Return each line of the entries below that contains the word "Provide", treating uppercase and lowercase as different.
++++++++++++++++++++
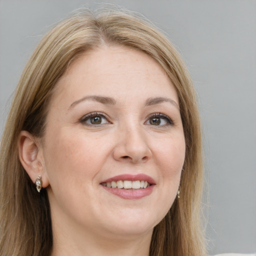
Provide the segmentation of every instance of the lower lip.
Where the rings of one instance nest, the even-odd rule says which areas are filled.
[[[149,196],[153,190],[154,185],[151,185],[146,188],[140,190],[128,190],[122,188],[113,188],[108,186],[102,186],[111,194],[124,199],[136,200],[140,199]]]

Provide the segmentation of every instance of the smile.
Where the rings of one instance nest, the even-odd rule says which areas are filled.
[[[156,182],[144,174],[123,174],[112,177],[100,183],[108,192],[122,199],[138,200],[150,196],[154,190]]]
[[[118,180],[117,182],[104,182],[101,184],[104,186],[124,190],[140,190],[146,188],[150,186],[146,180]]]

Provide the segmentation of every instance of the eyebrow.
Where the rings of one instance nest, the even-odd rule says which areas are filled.
[[[71,104],[68,108],[72,108],[76,105],[77,105],[79,103],[88,100],[100,102],[102,104],[110,104],[112,105],[114,105],[116,104],[116,100],[113,98],[111,98],[110,97],[105,97],[103,96],[98,96],[97,95],[92,95],[90,96],[86,96],[85,97],[80,98],[78,100],[76,100],[76,102],[74,102],[73,103],[72,103],[72,104]]]
[[[163,102],[169,102],[177,108],[180,109],[178,104],[173,100],[166,97],[156,97],[155,98],[148,98],[145,104],[145,106],[150,106],[160,104]]]
[[[97,95],[92,95],[90,96],[86,96],[85,97],[83,97],[82,98],[76,100],[73,103],[72,103],[72,104],[71,104],[68,109],[72,108],[76,105],[77,105],[79,103],[84,100],[88,100],[100,102],[100,103],[102,103],[102,104],[110,104],[111,105],[114,105],[116,103],[116,102],[114,98],[110,97],[99,96]],[[160,104],[163,102],[169,102],[171,104],[174,105],[175,107],[176,107],[177,108],[180,109],[178,104],[174,100],[166,97],[156,97],[154,98],[148,98],[146,100],[146,102],[145,103],[145,106]]]

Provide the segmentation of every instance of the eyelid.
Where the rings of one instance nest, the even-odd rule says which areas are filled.
[[[168,122],[167,124],[156,126],[164,127],[168,125],[173,126],[174,124],[174,121],[170,118],[168,116],[166,116],[166,114],[163,114],[162,113],[153,113],[152,114],[150,114],[150,116],[148,116],[148,118],[146,122],[148,121],[150,118],[160,118],[165,119]]]
[[[90,118],[92,118],[94,116],[100,116],[102,117],[103,117],[104,119],[106,120],[107,121],[108,124],[112,124],[111,122],[110,121],[110,118],[104,113],[102,113],[102,112],[91,112],[90,113],[88,113],[86,114],[85,114],[84,116],[82,118],[81,118],[79,120],[79,122],[81,123],[82,123],[84,125],[88,126],[100,126],[100,125],[103,125],[104,124],[90,124],[86,123],[86,121],[88,120]]]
++++++++++++++++++++
WRITTEN RESPONSE ->
Provide the segmentation of every instance of the lower lip.
Provide the segmentation of every instance of the smile.
Provide the segmentation of every instance of the eyebrow.
Provide the segmentation of every instance of the eyelid.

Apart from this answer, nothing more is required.